** AUFGABEN **
a: Nennen Sie alle Tätigkeiten, für die der Text über den Tag der Menschheit eine durchschnittliche tägliche Dauer angibt, jeweils zusammen mit dieser Dauer.
b: Tauschen Sie im Text über den Tag der Menschheit „Forschenden“ gegen „Wissenschaftler“ aus, und geben Sie den Abschnitt zwischen „Auf dem Weg“ und „der Weltbevölkerung repräsentieren.“ einschließlich wieder.
── DOKUMENTTEXT
Bevölkerung

Ein Tag im Leben der Menschheit

Wissenschaftler haben ermittelt, welchen Aktivitäten wir täglich wie viel Zeit einräumen

Tagesablauf Beispiel
Jeder gestaltet seinen Tag anders. Während der eine nach der Arbeit joggen geht, nimmt der andere vielleicht ein entspanntes Bad oder trifft sich mit Freunden. Doch wie sieht ein typischer Tag im Durchschnitt der gesamten Menschheit aus? © elenabs/ Getty Images

Carpe Diem – „Nutze den Tag“ – doch wofür? Forschende haben erstmals ermittelt, wie Menschen rund um den Globus ihren Tag verbringen und wie ein durchschnittlicher Tag für die Menschheit aussieht. Demnach verbringt unsere Spezies im Schnitt neun Stunden täglich mit Schlafen, eine Stunde mit Kochen und eine Minute mit der Müllentsorgung. Fernab von alltäglichen Aktivitäten zeigt die Studie außerdem, dass gezielte Nachjustierungen im durchschnittlichen Tagesablauf uns dabei helfen könnten, die globalen Nachhaltigkeitsziele zu erreichen.

Gut acht Milliarden Menschen leben aktuell auf der Welt und jedem davon stehen täglich 24 Stunden zur Verfügung, die er mit verschiedensten Tätigkeiten füllen kann. Doch was passiert, wenn man die Tagesabläufe aller Menschen zusammennimmt und daraus einen einzigen durchschnittlichen Tag bildet? Wie viel Zeit verbringt der so entstandene Durchschnittsmensch mit Schlafen, mit Pendeln, mit Lesen oder einfach mit Leerlauf? Und wie viele Minuten nehmen der Anbau von Lebensmitteln oder die Gewinnung von Rohstoffen ein?

Auf dem Weg zum Durchschnittstag

„Mit anderen Worten: Wenn die Welt ein einziger durchschnittlicher Mensch wäre, wie würde sein Tag aussehen?“, fragt Erstautor William Fajzel von der McGill University im kanadischen Montreal, der mit seinem Team erstmals einen solchen menschlichen Durchschnittstag empirisch erfasst hat. Dafür kombinierten die Forschenden Daten zur täglichen Zeiteinteilung aus über 140 Ländern, die insgesamt rund 90 Prozent der Weltbevölkerung repräsentieren.
────
── ZEILEN
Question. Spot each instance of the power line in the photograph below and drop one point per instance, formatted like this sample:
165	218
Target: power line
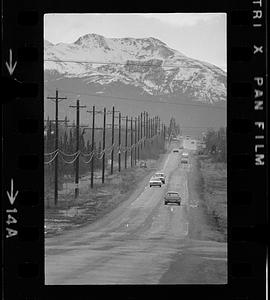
142	101
125	64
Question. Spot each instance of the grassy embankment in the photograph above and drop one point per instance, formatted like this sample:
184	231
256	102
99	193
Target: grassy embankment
214	178
95	203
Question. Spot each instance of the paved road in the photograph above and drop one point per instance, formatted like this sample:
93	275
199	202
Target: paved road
135	244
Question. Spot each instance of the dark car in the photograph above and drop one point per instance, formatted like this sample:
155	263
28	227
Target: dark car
143	164
172	197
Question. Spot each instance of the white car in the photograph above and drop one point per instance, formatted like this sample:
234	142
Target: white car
161	176
155	181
────
** LÖSUNGEN **
a:
Schlafen: neun Stunden
Kochen: eine Stunde
Müllentsorgung: eine Minute

b:
Auf dem Weg zum Durchschnittstag

„Mit anderen Worten: Wenn die Welt ein einziger durchschnittlicher Mensch wäre, wie würde sein Tag aussehen?“, fragt Erstautor William Fajzel von der McGill University im kanadischen Montreal, der mit seinem Team erstmals einen solchen menschlichen Durchschnittstag empirisch erfasst hat. Dafür kombinierten die Wissenschaftler Daten zur täglichen Zeiteinteilung aus über 140 Ländern, die insgesamt rund 90 Prozent der Weltbevölkerung repräsentieren.